Intuitive explanations of basic engineering-

related mathematical concepts

Abstract - Current students learn differently: many

instructors observe less textbook-reliance and more

dependence on web-based explanations, short videos,

animations, and demonstrations. When it comes to

concept comprehension, students repeatedly miss the

Aha! Moment, and ask for more hands-on, experiential,

visual, intuitive, fun (e.g., game-based), and tech-based

information. Clearly, basic concepts should be introduced

in easy-to-comprehend, visual, and intuitive ways. This is

most relevant in math courses that are usually taught with

little or no connection to other disciplines, and in

particular engineering. This paper focuses on introducing

basic math concepts by linking them to daily experiences

using relevant analogy-based examples, to be introduced

prior to delving into purely mathematical explanations

and proofs. The paper uses tangible examples for

visualizing some concepts in algebra and set theory, as

well as for visual interpretation of large and small

numbers.

Keywords-Visual, intuitive, learning, math, algebra,

Venn.

1 INTRODUCTION

This paper introduces some ideas for explaining

engineering-related mathematical concepts by linking

them to daily experiences. The focus is on visual and

intuitive experience-based explanations of some math

concepts. The examples are meant to provide

additional material for introductory purposes only, to

allow students to see the relevance of math to their

daily life. They are intended to allow learners to not

only recognize and appreciate the relevance of math

to everyday life, but also tap on different learning

styles and keep learners engaged, thereby allowing

for multiple and diverse ways of comprehension.

It is important to emphasize that the material

presented in this paper is meant to be add-ons to

existing calculus textbooks, and that it is not meant to

suggest competition, modifications or replacement of

existing textbooks.

The material is referred to as work in progress and is

to be shared and discussed with multiple audiences.

When these and many other examples were used,

students have demonstrated better, clearer

understanding of difficult concepts, and praised the

approach. Even though this was not an official

assessment, based on similar experience that was

gained and assessed by the author in other

engineering and science related subjects (Control

Systems, Digital Signal Processing, Computer

Algorithms, and Physics), it is believed that the

approach has a great potential. Students not only have

commended the approach, but they have

demonstrated its effectiveness.

→ **Task to complete**
Copy the paper on explaining math concepts from "for multiple and" up to and including "existing textbooks.". Work only from the paper on explaining math concepts given above.

Saved data entries

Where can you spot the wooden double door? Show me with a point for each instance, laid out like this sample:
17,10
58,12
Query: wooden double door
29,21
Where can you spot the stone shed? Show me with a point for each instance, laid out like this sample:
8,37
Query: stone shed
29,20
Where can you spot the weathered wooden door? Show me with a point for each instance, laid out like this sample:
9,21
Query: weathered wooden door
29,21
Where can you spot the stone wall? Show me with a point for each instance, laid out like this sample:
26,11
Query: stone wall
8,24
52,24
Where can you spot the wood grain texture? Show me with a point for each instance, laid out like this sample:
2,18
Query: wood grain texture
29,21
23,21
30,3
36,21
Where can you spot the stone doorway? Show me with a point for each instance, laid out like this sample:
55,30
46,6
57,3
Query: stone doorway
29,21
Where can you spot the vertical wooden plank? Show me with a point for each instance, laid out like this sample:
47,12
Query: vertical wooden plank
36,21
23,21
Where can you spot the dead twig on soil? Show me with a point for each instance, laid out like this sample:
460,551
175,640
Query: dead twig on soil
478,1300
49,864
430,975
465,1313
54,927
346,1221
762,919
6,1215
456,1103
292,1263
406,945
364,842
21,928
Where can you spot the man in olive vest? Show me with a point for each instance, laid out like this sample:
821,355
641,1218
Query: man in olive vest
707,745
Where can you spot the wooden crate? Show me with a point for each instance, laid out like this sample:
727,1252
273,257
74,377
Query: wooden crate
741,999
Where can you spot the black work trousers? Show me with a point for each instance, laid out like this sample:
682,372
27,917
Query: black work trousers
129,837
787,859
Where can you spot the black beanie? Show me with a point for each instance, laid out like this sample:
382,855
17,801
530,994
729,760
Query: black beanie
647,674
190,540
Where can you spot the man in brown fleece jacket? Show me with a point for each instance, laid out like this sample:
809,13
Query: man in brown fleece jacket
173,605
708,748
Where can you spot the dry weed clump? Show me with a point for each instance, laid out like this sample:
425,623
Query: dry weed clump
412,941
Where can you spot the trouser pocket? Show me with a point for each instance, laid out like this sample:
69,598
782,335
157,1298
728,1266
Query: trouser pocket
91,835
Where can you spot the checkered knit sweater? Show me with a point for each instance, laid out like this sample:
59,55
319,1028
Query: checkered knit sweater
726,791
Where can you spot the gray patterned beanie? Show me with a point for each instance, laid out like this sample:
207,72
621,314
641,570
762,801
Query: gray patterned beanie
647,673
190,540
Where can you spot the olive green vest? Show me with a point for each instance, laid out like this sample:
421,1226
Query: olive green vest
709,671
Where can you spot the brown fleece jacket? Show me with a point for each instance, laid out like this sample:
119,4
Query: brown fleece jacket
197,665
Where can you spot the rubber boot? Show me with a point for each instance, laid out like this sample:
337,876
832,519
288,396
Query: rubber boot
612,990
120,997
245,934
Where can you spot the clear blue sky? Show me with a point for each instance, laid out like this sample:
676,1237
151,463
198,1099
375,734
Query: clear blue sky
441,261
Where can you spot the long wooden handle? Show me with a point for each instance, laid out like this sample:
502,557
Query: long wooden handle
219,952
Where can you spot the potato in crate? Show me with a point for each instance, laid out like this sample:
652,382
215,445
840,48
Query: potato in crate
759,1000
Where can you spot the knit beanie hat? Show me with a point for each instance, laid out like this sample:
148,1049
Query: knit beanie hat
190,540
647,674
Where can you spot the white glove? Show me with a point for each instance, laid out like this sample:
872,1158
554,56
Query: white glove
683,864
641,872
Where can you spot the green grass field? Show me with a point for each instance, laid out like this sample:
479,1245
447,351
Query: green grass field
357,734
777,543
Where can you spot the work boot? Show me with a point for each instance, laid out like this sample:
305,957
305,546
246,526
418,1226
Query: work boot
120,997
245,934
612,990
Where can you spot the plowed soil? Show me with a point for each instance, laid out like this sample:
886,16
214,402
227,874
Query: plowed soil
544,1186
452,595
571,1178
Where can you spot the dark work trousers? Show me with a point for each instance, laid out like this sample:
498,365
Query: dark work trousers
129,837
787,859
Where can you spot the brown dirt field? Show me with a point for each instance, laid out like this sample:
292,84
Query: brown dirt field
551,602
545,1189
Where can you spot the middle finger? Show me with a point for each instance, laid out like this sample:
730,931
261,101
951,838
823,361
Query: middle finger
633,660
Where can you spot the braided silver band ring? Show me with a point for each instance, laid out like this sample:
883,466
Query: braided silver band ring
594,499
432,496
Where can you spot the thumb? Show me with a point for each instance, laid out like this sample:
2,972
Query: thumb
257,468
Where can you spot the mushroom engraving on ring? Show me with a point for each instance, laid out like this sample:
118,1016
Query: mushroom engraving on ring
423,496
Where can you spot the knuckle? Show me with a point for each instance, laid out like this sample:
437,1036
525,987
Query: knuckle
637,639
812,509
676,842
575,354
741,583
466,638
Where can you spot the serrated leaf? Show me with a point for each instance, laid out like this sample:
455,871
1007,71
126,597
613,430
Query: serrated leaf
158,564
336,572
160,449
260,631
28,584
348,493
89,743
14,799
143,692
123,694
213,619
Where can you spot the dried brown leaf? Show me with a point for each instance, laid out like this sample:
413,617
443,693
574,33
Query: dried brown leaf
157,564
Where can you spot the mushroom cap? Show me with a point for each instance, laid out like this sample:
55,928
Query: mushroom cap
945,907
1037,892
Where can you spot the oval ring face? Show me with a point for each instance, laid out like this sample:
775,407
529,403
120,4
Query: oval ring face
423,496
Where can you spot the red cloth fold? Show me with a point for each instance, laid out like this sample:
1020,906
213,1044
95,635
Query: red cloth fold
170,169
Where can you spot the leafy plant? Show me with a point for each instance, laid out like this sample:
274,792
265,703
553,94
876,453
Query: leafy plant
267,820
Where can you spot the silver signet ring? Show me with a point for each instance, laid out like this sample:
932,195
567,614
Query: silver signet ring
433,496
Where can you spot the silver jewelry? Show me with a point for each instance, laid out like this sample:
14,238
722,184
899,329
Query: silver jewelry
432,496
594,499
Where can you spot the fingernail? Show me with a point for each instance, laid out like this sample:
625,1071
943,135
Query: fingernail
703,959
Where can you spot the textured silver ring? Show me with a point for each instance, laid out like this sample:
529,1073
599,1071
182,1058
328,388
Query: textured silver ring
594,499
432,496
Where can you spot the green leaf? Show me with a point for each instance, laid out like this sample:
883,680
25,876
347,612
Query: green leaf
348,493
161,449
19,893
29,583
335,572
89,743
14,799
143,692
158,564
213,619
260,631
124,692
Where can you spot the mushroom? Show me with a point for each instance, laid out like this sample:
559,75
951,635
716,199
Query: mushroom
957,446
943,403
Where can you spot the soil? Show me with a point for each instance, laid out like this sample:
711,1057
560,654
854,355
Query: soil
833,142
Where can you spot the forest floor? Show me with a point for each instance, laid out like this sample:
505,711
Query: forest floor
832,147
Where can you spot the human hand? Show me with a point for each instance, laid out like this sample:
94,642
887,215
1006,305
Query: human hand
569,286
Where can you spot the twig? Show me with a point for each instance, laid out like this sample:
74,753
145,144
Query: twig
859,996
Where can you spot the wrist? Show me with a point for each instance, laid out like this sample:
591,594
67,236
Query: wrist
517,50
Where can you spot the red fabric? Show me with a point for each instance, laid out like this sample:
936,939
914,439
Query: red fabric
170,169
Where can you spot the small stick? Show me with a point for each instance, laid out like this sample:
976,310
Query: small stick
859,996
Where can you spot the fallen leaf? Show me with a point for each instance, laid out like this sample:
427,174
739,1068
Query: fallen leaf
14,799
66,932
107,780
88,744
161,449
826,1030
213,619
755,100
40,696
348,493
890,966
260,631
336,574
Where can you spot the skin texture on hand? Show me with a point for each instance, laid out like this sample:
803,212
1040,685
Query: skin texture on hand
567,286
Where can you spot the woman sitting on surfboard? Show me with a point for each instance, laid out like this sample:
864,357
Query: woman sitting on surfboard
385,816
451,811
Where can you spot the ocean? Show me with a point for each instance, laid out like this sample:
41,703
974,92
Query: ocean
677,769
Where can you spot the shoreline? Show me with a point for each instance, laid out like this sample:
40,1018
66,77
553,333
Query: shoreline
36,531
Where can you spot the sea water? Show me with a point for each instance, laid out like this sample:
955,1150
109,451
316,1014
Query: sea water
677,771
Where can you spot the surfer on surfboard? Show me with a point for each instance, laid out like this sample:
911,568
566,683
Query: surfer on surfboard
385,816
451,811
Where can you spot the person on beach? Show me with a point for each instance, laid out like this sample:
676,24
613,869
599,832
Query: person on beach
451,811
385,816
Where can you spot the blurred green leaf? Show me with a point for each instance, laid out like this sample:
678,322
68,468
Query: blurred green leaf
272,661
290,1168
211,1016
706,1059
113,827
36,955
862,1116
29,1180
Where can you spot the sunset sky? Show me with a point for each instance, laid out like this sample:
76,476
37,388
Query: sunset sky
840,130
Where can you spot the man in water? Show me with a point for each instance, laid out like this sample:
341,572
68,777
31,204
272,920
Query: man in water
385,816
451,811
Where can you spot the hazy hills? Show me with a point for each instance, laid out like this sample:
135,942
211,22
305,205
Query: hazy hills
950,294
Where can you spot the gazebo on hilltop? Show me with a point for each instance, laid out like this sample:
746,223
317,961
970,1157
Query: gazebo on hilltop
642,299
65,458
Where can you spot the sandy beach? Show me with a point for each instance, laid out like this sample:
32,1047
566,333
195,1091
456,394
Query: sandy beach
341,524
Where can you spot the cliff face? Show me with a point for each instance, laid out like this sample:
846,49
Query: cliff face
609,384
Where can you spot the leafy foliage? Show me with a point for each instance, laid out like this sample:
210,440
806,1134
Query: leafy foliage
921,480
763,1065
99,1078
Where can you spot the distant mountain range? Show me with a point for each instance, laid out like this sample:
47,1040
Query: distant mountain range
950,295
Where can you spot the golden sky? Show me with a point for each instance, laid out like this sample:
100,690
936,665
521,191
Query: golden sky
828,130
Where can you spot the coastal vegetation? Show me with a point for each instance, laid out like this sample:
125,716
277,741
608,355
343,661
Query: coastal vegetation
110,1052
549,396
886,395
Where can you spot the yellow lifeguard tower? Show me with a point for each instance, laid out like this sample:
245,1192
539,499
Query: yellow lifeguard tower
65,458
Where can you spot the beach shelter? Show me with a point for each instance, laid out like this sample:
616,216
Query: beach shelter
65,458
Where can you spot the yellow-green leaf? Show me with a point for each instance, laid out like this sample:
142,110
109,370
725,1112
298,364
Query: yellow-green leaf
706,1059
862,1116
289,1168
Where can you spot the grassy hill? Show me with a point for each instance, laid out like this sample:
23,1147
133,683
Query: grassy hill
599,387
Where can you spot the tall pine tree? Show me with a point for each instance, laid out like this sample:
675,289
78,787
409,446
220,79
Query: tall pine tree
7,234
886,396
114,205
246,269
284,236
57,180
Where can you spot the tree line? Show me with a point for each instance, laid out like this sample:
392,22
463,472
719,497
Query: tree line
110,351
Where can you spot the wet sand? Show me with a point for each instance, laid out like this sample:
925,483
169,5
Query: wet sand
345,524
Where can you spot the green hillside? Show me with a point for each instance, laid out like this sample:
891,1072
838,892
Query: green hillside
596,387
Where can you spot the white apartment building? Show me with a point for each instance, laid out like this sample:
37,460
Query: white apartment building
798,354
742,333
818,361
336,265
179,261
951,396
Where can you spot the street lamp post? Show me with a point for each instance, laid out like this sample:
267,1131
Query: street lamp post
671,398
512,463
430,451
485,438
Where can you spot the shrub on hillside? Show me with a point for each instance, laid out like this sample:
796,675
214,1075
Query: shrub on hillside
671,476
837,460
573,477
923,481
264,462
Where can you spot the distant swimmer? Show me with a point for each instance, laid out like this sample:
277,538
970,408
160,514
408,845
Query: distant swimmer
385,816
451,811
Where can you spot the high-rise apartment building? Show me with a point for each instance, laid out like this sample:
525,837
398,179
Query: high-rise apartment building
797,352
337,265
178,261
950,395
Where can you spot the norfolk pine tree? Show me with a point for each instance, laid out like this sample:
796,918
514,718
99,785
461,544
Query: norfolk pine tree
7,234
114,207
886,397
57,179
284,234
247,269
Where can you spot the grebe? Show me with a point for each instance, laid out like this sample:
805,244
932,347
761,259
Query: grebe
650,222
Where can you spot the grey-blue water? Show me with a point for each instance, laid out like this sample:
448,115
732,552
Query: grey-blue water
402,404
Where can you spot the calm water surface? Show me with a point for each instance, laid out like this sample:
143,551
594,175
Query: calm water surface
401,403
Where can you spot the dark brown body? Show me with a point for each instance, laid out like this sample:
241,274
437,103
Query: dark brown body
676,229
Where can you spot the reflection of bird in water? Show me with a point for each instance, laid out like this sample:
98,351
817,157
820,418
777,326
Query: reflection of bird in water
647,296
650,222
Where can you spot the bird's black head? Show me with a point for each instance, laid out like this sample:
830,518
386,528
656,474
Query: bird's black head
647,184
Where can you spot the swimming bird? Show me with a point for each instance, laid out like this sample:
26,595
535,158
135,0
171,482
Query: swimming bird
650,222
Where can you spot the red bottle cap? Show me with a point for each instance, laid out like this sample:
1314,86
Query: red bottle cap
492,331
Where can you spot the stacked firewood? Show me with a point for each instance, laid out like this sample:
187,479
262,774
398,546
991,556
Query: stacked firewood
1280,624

→ **The reply**
for multiple and diverse ways of comprehension.

It is important to emphasize that the material

presented in this paper is meant to be add-ons to

existing calculus textbooks, and that it is not meant to

suggest competition, modifications or replacement of

existing textbooks.